— start of GIVEN PASSAGE —

Filed by Berry Global Group, Inc.

Pursuant to Rule 425 under the Securities Act of 1933,

as amended, and deemed filed pursuant to Rule 14a-12

under the Securities Exchange Act of 1934, as amended

Subject Company: Berry Global Group, Inc.

Commission File No.: 001-35672

 

 

 

Berry – Amcor Proposed Merger

Frequently Asked Questions for Summit #2 Participants

 

This FAQ is for attendees of the Integration Summit Planning Meeting #2 only. Please do not distribute it to others, but feel free to use it as a reference to share verbal updates with your teams. In addition, we will be distributing an all-employee FAQ in the coming days.

 

Q1: What has been happening since the combination between Amcor and Berry was announced?

 

·Late last year, we announced the agreement for Berry and Amcor to combine, creating a global leader in flexibles, containers and closures for consumer and healthcare customers with expanded innovation capabilities and scale.
·Since then, the team has been working on the plan for the integration and how we will work effectively to ensure a successful start as a unified company post-closing. We have also been working to achieve important milestones in the integration planning process.

 

Q2: What happened at this month’s integration summit in Atlanta?

 

·As you know, the integration team met for a second time last week to address specific needs for a successful Day 1 – Day 100.
·Many new faces joined as part of our regional or global workstreams and it was a great opportunity for key leaders from both organizations to meet and get to know each other.
·Key areas addressed at the summit included interdependencies, integration of the regional workstreams, value capture ideation surrounding key synergies, and a collaboration roadmap for a successful integration.

 

Q3: What are the next steps in the planning process?

 

·Planning for the proposed merger is being led by the Integration Management Office (IMO). The IMO is comprised of a balanced number of employees from both Berry and Amcor, and the group is tackling the critical needs for a smooth transition for our employees and all our combined stakeholders.

 

 

 

 

·The integration planning teams have made progress across several functional workstreams to ensure we will deliver a successful start as a unified company post-closing and can quickly commence our integration execution.
·We have also made progress with our regulatory reviews and filed a definitive joint proxy statement/prospectus on January 23, 2025. Today, February 25, 2025, shareholders of Amcor and Berry will each vote on the proposed combination.
·Securing approval from both shareholder groups is an important step toward closing.

 

Q4: Is there a planned date for the merger?

 

·Combinations of this scale typically take anywhere from several months to a year or more to close. We still anticipate closing on the transaction in the middle of calendar year 2025, and integration planning is based on this assumption.
·During this period, the IMO will continue to work diligently to ensure we are well-prepared for Day 1 of the combined entity.

— end of GIVEN PASSAGE —
— start of PROVIDED INFORMATION —

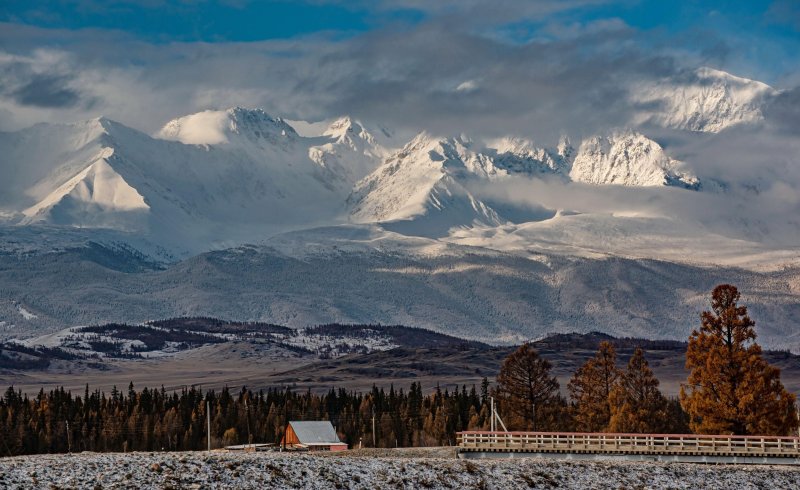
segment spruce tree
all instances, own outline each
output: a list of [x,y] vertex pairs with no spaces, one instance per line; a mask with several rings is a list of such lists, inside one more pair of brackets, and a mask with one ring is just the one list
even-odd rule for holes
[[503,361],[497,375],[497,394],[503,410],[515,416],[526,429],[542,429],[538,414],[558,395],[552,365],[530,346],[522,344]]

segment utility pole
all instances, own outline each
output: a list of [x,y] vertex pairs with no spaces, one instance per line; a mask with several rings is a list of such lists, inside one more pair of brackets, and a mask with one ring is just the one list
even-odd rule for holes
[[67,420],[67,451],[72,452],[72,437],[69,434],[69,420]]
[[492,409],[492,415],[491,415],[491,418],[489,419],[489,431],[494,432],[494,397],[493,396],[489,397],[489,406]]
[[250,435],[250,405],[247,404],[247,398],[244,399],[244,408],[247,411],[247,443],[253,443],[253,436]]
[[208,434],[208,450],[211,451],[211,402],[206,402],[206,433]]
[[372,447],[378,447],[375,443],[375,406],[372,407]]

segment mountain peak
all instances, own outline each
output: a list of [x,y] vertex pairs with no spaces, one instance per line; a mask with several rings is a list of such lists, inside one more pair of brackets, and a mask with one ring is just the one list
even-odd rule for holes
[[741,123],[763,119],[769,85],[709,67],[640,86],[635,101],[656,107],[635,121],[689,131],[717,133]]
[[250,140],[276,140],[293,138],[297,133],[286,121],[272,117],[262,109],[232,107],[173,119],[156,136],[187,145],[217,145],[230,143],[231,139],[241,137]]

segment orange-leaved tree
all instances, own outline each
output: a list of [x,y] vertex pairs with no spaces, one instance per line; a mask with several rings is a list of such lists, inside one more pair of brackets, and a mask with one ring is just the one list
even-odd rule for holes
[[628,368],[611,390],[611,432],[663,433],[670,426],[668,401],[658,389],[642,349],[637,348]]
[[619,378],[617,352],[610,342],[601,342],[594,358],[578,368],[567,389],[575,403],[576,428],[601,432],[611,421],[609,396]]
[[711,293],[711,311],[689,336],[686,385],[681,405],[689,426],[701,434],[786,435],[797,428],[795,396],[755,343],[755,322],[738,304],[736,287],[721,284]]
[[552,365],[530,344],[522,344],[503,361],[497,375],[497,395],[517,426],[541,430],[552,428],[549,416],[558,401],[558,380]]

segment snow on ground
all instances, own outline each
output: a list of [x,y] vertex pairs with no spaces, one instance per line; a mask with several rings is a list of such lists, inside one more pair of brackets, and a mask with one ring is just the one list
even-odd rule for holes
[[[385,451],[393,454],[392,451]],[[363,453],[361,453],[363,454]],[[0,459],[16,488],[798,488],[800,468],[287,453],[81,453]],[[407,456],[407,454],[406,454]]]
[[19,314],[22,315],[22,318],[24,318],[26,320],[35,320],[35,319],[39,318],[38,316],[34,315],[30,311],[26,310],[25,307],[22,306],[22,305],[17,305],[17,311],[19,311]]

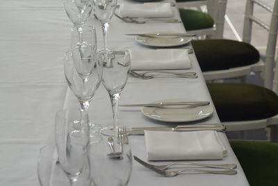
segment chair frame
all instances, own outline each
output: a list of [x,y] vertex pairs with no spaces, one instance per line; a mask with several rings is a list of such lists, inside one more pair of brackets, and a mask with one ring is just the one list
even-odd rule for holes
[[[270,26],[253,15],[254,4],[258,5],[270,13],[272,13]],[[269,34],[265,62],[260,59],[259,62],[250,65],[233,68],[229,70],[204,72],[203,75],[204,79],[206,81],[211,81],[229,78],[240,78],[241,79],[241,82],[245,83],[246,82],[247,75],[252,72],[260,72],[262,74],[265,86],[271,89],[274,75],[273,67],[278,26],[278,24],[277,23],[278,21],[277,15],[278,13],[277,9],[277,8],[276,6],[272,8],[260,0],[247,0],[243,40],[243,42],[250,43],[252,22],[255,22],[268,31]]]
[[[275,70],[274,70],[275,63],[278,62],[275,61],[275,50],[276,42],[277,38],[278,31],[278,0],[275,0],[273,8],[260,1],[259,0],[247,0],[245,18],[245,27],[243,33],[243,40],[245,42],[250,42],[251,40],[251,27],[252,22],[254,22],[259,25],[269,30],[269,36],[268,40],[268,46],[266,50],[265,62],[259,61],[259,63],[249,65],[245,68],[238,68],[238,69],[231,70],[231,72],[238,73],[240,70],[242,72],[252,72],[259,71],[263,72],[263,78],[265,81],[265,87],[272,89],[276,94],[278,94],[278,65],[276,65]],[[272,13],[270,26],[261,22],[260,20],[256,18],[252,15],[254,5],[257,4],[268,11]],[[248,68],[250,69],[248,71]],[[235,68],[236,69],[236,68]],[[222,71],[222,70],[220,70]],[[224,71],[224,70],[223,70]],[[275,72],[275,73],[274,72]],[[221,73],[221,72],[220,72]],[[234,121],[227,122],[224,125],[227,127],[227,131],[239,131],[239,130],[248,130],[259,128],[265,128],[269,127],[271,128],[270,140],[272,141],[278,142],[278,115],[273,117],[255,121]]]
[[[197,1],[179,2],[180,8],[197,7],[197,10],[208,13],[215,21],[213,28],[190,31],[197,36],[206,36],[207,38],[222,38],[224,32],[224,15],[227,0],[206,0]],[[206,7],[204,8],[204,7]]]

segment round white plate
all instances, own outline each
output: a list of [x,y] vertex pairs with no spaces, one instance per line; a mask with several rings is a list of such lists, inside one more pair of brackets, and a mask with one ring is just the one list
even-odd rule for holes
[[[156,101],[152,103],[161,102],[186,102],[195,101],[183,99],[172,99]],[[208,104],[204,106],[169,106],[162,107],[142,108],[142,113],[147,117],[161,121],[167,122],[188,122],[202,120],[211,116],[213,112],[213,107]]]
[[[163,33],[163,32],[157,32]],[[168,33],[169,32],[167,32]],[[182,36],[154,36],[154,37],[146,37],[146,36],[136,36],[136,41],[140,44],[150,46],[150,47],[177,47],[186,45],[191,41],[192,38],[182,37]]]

— end of PROVIDED INFORMATION —

* _YOUR INSTRUCTIONS_:
Rewrite the merger FAQ between "Berry – Amcor" and "the coming days.", inclusive, putting "participants" in place of "attendees". The records have no connection to the merger FAQ.

* _TASK RESULT_:
Berry – Amcor Proposed Merger

Frequently Asked Questions for Summit #2 Participants

 

This FAQ is for participants of the Integration Summit Planning Meeting #2 only. Please do not distribute it to others, but feel free to use it as a reference to share verbal updates with your teams. In addition, we will be distributing an all-employee FAQ in the coming days.